-- Start --
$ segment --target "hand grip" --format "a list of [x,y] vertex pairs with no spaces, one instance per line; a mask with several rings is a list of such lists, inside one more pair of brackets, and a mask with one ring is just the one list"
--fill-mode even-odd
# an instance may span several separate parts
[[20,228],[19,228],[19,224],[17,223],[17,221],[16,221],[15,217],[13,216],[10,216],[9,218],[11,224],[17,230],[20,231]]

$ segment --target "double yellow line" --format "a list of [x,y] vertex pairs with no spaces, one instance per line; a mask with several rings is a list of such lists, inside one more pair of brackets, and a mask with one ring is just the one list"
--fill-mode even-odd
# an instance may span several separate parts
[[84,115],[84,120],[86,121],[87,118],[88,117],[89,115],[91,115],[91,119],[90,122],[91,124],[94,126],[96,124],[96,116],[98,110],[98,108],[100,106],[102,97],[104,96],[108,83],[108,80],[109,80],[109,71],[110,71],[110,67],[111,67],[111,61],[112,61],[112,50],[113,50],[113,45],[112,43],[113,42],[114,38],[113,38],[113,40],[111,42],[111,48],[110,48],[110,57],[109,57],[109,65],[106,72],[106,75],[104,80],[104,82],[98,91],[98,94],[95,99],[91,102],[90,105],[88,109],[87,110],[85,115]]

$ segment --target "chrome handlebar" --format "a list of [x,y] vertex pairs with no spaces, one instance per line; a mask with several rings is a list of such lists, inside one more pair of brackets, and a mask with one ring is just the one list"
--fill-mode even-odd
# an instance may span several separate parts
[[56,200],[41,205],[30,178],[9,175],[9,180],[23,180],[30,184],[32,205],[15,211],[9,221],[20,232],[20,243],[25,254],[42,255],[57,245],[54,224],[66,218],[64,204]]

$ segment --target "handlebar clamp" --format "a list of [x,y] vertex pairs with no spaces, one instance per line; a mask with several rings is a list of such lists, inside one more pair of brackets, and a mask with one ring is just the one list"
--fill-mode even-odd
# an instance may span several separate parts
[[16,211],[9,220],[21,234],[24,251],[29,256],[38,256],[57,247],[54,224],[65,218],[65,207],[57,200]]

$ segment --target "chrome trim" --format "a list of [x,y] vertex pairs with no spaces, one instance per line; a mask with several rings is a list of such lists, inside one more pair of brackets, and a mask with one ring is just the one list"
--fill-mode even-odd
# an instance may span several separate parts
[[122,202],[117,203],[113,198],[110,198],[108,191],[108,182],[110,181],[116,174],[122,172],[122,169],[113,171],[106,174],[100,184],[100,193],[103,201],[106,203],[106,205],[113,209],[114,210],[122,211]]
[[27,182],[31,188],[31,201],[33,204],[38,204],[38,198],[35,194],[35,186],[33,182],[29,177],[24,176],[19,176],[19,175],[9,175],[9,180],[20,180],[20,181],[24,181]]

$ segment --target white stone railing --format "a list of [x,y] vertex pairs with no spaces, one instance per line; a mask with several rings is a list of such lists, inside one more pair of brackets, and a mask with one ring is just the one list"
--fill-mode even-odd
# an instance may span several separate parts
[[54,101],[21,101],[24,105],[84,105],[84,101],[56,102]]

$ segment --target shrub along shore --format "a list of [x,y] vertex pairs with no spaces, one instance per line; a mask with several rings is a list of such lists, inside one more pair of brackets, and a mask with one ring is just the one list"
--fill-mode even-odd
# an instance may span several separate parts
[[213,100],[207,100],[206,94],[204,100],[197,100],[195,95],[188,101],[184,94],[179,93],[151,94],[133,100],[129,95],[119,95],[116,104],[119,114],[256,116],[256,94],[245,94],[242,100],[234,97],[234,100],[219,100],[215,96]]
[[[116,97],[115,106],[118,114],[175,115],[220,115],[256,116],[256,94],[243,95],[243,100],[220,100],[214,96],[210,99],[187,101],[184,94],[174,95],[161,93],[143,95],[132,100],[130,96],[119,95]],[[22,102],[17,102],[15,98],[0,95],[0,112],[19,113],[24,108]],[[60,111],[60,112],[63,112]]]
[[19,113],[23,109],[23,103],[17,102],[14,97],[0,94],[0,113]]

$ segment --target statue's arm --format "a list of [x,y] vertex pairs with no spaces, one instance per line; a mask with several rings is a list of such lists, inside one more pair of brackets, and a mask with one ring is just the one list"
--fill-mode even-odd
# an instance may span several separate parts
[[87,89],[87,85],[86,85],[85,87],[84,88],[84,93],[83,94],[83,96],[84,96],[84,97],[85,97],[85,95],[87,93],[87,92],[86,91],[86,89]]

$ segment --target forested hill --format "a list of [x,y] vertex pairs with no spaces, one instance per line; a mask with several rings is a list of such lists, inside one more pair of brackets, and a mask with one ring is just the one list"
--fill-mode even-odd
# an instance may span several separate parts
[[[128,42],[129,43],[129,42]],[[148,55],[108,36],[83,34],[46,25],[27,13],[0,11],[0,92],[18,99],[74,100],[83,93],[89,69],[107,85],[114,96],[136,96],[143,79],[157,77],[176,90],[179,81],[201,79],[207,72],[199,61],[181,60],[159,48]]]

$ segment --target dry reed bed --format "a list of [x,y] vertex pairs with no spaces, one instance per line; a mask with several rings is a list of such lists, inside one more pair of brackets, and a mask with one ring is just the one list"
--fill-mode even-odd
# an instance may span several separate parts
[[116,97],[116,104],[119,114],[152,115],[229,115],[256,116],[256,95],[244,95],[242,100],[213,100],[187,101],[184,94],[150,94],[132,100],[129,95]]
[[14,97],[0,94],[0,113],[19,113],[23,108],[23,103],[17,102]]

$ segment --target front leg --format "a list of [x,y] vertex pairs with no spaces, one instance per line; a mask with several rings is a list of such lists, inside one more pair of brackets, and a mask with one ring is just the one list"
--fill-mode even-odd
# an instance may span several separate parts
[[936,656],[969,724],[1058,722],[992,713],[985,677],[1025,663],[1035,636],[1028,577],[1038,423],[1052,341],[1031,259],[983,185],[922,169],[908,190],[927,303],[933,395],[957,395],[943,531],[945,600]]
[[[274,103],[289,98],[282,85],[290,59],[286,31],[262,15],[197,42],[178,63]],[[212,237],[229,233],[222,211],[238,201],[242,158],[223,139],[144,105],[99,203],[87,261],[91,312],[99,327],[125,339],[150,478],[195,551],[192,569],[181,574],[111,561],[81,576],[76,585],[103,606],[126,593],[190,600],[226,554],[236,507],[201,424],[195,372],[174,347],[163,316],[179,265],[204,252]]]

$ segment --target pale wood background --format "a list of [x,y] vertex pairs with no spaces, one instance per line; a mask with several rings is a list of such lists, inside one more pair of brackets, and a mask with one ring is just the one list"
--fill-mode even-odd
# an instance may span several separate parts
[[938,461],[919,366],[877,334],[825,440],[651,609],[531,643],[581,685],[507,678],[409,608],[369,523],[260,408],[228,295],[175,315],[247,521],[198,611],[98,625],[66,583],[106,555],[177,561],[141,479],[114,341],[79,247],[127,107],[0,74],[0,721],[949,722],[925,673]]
-- End --
- [Your task]: Rescale the stretch from the line containing "segment --target white" through the line containing "[[19,113],[23,109],[23,103],[17,102],[14,97],[0,94],[0,113]]". Write out every line in it again, changing only the coordinates in the answers: multiply each by 1.5 and round it to a whole number, with halves rounded up.

- [Exercise result]:
$ segment --target white stone railing --format "a list of [x,y] vertex pairs with no spaces, one instance per line; a mask with several rings is a list of such lists, inside one more pair of brackets, and a mask with one ring is just the one list"
--fill-mode even-odd
# an instance may span several separate parts
[[81,152],[32,152],[36,158],[126,158],[126,152],[84,153]]

$ segment --target shrub along shore --format "a list of [x,y] vertex pairs with no spaces, one instance per line; a mask with several rings is a list of such lists, inside one more pair of brackets, and a mask with one ring is just the one list"
--fill-mode even-odd
# an instance may span several separate parts
[[320,150],[311,150],[309,141],[306,150],[296,150],[293,143],[282,152],[276,141],[269,140],[227,141],[200,150],[194,143],[179,143],[174,156],[179,171],[384,174],[384,141],[368,141],[363,150],[351,146],[351,150],[329,150],[323,144]]
[[[174,146],[173,159],[177,171],[263,173],[330,173],[384,174],[384,141],[365,143],[365,150],[330,150],[321,144],[315,149],[281,152],[276,141],[261,143],[242,140],[215,143],[198,150],[195,144],[179,143]],[[33,153],[26,153],[23,147],[0,143],[0,168],[29,170],[36,162]],[[90,167],[90,168],[95,168]]]
[[29,170],[35,164],[35,155],[26,153],[21,146],[0,141],[0,170]]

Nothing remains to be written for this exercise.